• [What you will do]
Although the entries contain pictures, copy only their text, exactly as written.

• [Data extracted from a collection]
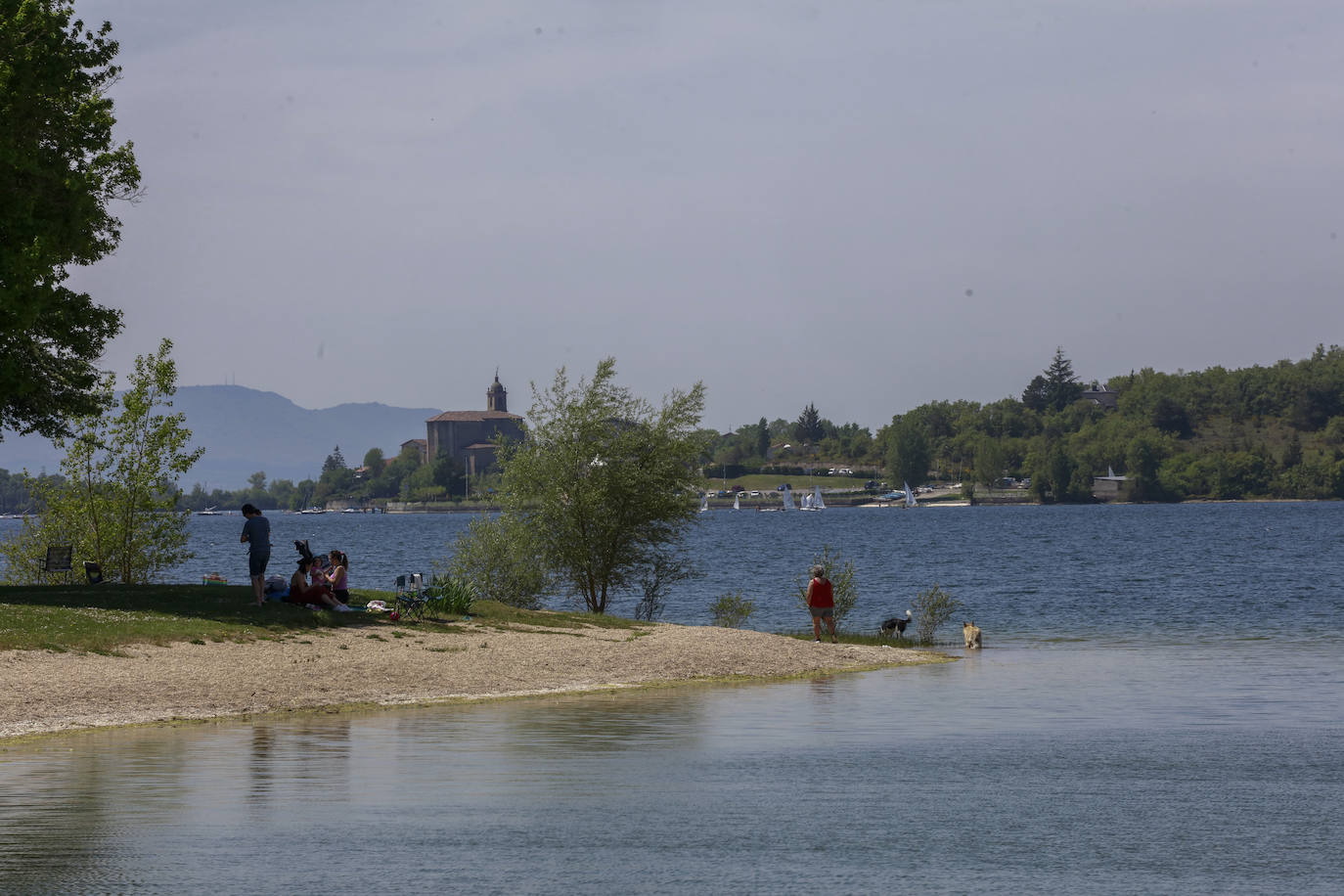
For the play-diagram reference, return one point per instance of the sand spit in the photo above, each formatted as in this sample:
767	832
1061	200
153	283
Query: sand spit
49	692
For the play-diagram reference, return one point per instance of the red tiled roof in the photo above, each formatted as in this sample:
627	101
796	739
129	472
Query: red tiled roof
448	417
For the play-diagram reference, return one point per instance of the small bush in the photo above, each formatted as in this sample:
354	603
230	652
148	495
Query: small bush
933	608
503	558
656	582
450	597
733	610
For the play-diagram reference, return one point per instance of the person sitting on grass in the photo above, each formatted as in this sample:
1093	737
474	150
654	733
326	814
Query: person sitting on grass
337	575
317	596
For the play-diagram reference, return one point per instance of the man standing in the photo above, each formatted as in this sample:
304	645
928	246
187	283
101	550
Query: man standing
257	535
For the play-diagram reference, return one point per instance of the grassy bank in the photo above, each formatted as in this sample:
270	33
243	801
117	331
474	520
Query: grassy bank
109	617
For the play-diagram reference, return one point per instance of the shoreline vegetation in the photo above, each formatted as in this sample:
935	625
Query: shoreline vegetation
79	658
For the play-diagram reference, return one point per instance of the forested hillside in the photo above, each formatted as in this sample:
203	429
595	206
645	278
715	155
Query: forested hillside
1257	431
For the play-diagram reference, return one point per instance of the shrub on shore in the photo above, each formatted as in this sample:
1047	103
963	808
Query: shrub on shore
933	608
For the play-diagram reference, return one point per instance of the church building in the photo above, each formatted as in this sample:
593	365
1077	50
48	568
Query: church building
468	435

• [Written response]
For the play-diagram reference, return one point per instance of the sand spit in the photo above, each formatted as in this sample:
767	832
1061	200
153	283
Query: sand spit
49	692
For the play-diagram reference, return one point per instance of the red tiled roof in the photo above, each formatted as in this sample:
627	101
796	739
129	472
Query: red tiled roof
448	417
For the play-diagram reference, return one point per instance of the small bush in the photo above, each formatted as in this sample:
354	603
230	652
148	495
Query: small bush
933	608
503	558
656	582
450	597
733	610
For the play-diagram reference, return one point per instance of the person sitting on grass in the photo above, each formatted as in this sample:
1093	737
474	150
654	733
326	814
Query: person sitting on grass
337	575
317	596
For the play-diagram reference, return one point per instance of the man standing in the photo above, each formatted as in this sample:
304	645
928	246
187	283
101	550
Query: man standing
257	535
For the play-diagram reference, return one point per instance of the grassy bank in the photo above, each formatted as in this sample:
270	33
243	801
117	331
474	520
Query: grassy bank
109	617
For the play-diagram reference, return one point per instance of the shoreline vegetation in the photo above, each formatted as in this sample:
935	625
Query: shoreline vegetation
79	658
For the play-diagram reference, return one point per instance of the forested hillside in the photo above, each formatted as in this sample:
203	429
595	206
645	278
715	155
Query: forested hillside
1257	431
For the play-diagram reference, return one point per instance of the shrub on shore in the photo above, each formatted as in this sample:
1047	103
963	808
Query: shrub on shore
933	608
For the play-diagram reference, return one point per instance of the church building in the photo above, each formatted as in this sample:
593	365
1077	50
48	568
Query: church building
468	435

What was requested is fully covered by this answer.